(REQUEST A)
Summarize the excerpt below in two sentences.

━━━ EXCERPT ━━━

I'm sitting here wondering if anyone out there is as very very sad as I am about the world right now. If so, pull up a pew for a minute. I have an idea.

I am not a particularly political person, but recent events have made me feel like finding myself a little spare crate and nudging myself up alongside some of the more polished soapbox dwellers putting their views across to have my say. I'm scared of what this world is becoming, and I feel powerless to change it.

This year I have mostly been raising a small brand new human. I have been overwhelmed by the oceans of choices and decisions for each and every milestone my baby went through. I was kind of prepared for that though. What I was not prepared for was the level of external judgement around the decisions I made for my child and my family. Week after week there is a new stage, a new decision, and the opinions are everywhere you turn: further afield and surprisingly close to home. I took these 'shoulds' on board and I went round in circles, beating myself up, until I wasn't sure what I'd decided or why.

━━━

(REQUEST B)
From the listing below, pull out each line that contains the string "endpoint".

━━━ SUPPLIED MATERIAL ━━━

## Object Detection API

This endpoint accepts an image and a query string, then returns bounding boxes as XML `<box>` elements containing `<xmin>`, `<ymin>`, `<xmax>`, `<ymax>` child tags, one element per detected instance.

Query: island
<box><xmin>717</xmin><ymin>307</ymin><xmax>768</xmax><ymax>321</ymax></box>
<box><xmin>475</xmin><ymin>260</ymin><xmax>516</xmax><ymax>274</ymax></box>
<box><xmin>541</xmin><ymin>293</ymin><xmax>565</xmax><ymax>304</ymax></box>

━━━

(TASK ANSWER A)
The writer is not very political but feels sad and scared about what the world is becoming, feels powerless to change it, and wants to have a say. After a year of raising a new baby, the writer was unprepared for others' judgement of every decision and went round in circles until no longer sure what had been decided or why.

(TASK ANSWER B)
This endpoint accepts an image and a query string, then returns bounding boxes as XML `<box>` elements containing `<xmin>`, `<ymin>`, `<xmax>`, `<ymax>` child tags, one element per detected instance.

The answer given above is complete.